(Annotation data for locating objects)
+===+
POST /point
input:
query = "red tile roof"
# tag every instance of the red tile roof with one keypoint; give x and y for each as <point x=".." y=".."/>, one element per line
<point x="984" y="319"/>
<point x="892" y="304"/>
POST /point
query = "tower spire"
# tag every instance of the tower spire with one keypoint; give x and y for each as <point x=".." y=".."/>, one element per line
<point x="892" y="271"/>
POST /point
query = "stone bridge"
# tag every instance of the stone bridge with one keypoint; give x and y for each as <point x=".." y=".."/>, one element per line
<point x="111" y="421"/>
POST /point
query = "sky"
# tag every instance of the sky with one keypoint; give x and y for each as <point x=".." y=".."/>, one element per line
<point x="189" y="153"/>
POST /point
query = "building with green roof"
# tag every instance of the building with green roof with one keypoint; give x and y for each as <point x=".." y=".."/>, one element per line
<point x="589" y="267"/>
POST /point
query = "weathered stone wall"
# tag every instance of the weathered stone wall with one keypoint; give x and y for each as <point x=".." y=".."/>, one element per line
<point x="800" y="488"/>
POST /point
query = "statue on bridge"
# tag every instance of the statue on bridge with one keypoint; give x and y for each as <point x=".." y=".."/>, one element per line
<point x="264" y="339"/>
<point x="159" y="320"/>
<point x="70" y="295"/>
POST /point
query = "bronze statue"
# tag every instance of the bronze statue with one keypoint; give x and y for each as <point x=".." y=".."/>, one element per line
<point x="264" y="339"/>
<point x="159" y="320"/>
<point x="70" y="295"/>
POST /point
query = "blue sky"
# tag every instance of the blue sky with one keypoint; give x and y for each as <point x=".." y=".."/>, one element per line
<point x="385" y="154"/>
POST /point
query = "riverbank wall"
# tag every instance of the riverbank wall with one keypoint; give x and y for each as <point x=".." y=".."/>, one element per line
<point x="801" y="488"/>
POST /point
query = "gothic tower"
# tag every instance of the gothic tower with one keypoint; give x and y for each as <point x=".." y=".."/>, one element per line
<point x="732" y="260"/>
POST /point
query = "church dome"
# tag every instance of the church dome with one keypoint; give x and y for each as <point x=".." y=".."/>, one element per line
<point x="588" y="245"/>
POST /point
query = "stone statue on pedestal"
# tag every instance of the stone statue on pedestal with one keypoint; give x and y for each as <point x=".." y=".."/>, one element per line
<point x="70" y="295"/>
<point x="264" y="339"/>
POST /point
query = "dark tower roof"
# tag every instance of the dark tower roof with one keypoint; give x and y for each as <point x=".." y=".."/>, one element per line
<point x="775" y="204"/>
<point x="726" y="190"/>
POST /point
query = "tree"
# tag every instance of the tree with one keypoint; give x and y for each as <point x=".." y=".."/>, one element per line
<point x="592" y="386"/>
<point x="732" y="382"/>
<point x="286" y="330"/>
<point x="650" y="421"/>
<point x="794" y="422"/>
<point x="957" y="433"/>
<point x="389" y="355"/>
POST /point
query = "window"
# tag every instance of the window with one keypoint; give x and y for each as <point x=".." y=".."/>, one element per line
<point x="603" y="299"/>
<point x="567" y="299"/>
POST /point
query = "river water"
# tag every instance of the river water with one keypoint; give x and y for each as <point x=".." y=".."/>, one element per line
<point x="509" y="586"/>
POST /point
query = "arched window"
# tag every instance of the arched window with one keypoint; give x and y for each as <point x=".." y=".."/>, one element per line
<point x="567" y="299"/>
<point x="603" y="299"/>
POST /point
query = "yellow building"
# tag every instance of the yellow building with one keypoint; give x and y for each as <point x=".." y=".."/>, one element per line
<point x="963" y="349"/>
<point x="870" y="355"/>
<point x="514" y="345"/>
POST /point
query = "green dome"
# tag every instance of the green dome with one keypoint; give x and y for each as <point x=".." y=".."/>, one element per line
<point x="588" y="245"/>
+===+
- **Task goal**
Count the lines of the items above that contain the string "tree", treating uppercase and lowercase as different. Reply with the number alone.

- **Task solution**
2